Entries taken from a collection:
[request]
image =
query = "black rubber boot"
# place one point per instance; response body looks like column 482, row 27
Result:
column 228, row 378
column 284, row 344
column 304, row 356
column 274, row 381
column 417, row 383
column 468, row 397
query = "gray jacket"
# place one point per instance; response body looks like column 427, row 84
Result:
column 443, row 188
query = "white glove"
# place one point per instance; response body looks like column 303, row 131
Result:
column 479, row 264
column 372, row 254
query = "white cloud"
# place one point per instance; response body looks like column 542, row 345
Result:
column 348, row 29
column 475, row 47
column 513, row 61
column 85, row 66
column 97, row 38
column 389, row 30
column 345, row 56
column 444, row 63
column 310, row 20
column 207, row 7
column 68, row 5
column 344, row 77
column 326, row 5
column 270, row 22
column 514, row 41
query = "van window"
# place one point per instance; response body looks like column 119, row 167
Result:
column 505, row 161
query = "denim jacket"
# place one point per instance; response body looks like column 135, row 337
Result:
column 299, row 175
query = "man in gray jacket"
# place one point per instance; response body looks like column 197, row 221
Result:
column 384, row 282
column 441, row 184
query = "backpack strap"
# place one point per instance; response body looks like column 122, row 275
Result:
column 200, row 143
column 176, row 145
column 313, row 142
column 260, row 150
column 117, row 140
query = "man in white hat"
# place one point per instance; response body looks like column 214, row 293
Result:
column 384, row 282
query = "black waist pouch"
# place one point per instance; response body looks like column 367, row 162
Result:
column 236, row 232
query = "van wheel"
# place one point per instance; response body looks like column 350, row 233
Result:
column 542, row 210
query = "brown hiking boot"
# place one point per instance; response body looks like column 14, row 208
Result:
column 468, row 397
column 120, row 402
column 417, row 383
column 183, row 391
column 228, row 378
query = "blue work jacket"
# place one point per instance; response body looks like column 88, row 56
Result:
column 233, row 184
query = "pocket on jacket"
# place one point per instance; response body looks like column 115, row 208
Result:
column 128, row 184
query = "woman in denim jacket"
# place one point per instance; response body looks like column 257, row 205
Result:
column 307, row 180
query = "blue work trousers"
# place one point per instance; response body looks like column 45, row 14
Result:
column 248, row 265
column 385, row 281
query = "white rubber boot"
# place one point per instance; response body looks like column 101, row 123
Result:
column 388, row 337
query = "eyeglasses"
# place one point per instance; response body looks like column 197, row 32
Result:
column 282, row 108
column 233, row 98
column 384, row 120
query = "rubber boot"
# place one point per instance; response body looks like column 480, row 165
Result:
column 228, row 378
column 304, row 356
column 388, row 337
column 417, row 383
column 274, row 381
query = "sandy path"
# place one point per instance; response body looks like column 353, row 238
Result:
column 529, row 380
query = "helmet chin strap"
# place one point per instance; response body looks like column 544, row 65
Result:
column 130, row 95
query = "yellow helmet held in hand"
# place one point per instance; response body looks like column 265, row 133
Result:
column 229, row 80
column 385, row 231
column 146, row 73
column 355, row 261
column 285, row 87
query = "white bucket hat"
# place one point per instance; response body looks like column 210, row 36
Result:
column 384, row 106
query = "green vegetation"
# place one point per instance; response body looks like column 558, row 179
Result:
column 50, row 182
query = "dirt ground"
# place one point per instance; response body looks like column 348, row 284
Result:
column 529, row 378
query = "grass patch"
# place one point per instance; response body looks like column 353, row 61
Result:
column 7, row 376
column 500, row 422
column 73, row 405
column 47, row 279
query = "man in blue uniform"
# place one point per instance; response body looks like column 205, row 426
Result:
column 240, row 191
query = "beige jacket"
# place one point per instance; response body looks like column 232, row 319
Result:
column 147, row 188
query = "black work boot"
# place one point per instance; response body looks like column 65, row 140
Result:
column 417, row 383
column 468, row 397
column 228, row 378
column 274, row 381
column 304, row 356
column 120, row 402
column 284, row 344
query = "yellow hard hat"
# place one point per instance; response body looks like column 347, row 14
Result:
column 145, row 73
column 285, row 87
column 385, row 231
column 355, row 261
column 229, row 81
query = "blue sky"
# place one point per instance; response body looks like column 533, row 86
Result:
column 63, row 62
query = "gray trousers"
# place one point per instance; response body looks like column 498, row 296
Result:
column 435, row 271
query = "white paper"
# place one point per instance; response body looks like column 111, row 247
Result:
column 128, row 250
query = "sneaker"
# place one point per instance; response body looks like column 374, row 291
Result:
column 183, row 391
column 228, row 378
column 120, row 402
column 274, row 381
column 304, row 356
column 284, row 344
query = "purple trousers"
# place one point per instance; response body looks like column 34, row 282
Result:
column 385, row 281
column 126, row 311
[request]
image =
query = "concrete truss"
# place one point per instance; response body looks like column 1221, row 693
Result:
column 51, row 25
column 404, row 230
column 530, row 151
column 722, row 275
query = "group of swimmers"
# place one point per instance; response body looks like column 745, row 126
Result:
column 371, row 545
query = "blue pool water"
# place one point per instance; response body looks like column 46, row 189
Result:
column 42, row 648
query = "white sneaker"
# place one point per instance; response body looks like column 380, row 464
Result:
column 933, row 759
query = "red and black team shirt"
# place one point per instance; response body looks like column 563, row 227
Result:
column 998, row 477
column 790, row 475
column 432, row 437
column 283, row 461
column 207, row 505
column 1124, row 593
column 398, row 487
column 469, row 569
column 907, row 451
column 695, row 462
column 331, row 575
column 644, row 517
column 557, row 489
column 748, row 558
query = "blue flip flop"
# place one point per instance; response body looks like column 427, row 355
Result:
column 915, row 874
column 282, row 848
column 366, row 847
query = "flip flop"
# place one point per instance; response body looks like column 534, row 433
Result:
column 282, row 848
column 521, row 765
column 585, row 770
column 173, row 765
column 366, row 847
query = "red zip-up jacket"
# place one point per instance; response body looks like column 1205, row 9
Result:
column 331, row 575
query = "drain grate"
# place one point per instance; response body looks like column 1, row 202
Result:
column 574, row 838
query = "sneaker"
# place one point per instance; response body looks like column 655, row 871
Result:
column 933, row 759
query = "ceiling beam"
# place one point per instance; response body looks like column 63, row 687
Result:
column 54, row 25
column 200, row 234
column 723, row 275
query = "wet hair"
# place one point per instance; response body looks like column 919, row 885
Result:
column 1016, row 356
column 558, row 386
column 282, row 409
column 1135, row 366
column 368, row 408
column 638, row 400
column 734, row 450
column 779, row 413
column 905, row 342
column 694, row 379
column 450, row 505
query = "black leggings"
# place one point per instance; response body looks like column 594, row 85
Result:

▶ _WHAT THIS TASK INVOLVES_
The answer should be all lines from the entries above that hold the word "rubber".

▶ _PROBLEM SOLUTION_
query = "black rubber boot"
query = "white rubber boot"
query = "rubber boot"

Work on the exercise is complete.